Directions for this task →
Please state in a single number how many lines of the entries below include the word "snout".

(Photo-based referring expression data)

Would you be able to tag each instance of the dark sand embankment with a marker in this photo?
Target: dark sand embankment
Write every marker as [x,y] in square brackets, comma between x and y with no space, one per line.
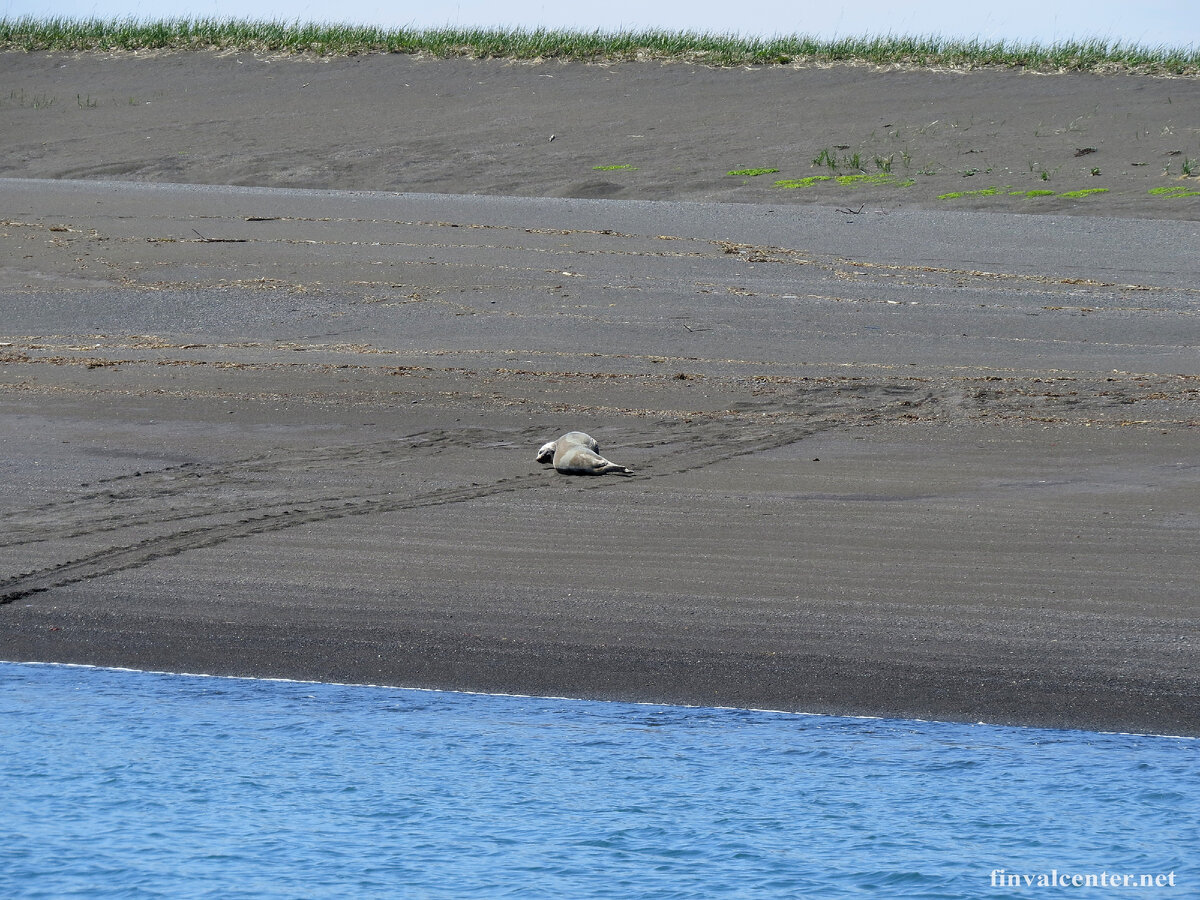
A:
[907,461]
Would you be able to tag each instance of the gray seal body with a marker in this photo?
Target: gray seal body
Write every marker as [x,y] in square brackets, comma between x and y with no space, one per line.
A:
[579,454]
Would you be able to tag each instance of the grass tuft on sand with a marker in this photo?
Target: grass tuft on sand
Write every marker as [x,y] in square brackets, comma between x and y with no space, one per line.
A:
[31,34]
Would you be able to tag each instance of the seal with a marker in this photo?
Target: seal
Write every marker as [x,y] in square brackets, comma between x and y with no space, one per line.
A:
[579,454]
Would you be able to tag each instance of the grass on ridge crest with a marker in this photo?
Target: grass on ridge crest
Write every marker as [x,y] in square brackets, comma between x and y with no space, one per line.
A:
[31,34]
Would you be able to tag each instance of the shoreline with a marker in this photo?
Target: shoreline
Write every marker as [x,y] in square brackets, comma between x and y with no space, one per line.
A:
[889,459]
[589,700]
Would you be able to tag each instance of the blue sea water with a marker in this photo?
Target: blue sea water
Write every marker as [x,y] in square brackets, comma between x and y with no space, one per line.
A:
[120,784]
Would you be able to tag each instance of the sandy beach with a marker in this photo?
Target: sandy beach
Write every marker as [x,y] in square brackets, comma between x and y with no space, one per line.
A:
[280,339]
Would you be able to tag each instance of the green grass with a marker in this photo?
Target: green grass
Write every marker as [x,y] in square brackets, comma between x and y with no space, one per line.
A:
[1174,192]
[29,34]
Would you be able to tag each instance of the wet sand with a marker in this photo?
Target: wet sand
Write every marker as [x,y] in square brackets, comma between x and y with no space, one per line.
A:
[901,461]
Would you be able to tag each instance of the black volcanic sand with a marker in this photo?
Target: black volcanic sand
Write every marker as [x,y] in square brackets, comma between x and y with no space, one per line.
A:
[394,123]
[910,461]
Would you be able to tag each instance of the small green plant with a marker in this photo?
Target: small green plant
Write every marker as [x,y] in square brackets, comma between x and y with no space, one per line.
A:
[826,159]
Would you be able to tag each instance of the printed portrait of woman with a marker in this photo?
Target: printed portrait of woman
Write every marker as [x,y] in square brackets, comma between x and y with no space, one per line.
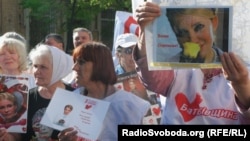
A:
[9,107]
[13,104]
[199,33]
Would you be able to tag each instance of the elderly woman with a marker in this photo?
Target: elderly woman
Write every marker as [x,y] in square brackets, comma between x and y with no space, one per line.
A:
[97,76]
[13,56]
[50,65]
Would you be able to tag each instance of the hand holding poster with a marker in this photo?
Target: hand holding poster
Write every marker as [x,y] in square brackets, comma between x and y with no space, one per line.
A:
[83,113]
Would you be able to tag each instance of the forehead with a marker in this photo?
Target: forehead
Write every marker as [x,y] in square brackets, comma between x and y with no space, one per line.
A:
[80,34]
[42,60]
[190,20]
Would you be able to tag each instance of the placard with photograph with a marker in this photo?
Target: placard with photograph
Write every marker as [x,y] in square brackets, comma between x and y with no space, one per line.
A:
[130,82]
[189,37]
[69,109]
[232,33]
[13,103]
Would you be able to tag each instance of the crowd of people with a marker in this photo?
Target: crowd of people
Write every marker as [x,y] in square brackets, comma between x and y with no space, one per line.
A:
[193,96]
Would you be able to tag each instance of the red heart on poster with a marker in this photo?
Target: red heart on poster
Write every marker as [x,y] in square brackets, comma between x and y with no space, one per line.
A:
* * *
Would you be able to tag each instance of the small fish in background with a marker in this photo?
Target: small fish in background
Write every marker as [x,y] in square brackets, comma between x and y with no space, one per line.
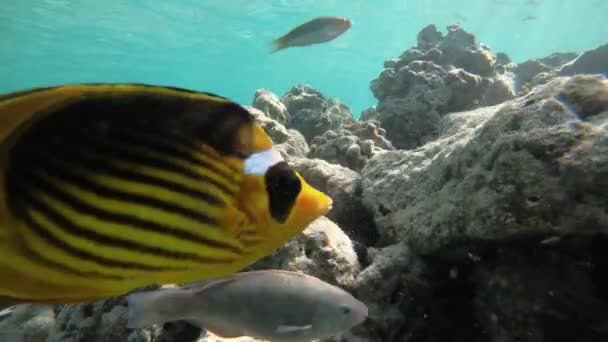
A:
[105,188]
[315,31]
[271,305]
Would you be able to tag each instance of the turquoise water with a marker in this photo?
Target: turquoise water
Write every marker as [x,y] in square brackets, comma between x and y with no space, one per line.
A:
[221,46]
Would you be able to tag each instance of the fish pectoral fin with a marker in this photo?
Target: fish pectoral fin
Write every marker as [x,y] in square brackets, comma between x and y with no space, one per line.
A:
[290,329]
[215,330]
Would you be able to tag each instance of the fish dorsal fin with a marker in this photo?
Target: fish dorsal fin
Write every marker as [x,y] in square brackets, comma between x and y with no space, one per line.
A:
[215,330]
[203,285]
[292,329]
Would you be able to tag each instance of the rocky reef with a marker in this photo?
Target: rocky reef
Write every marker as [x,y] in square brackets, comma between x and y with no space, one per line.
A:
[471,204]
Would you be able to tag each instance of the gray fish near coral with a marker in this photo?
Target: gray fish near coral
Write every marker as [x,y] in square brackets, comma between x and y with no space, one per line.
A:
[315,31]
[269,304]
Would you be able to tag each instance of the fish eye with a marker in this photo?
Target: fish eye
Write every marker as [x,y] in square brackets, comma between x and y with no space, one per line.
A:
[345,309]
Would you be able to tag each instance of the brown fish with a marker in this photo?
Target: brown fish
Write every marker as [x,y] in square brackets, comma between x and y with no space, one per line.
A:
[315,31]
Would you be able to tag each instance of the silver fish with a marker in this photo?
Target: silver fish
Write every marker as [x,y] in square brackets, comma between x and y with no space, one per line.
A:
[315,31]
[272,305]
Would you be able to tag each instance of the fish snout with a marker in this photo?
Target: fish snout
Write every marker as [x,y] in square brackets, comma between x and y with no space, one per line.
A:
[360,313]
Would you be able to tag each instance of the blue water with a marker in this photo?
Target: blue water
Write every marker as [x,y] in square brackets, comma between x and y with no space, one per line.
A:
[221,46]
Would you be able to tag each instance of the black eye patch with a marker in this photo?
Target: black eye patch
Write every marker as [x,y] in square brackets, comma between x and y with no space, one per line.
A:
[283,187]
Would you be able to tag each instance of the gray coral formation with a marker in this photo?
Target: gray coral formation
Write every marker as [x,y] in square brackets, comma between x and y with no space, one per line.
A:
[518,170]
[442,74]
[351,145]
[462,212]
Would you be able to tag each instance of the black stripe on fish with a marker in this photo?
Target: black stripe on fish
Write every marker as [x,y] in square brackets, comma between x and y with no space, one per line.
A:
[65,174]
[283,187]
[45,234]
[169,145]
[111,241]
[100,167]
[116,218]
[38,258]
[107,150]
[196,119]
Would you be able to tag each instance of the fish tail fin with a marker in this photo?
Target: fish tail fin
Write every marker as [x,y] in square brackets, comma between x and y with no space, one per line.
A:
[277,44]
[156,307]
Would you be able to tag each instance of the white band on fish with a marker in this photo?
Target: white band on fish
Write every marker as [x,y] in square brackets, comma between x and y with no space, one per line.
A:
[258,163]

Answer area →
2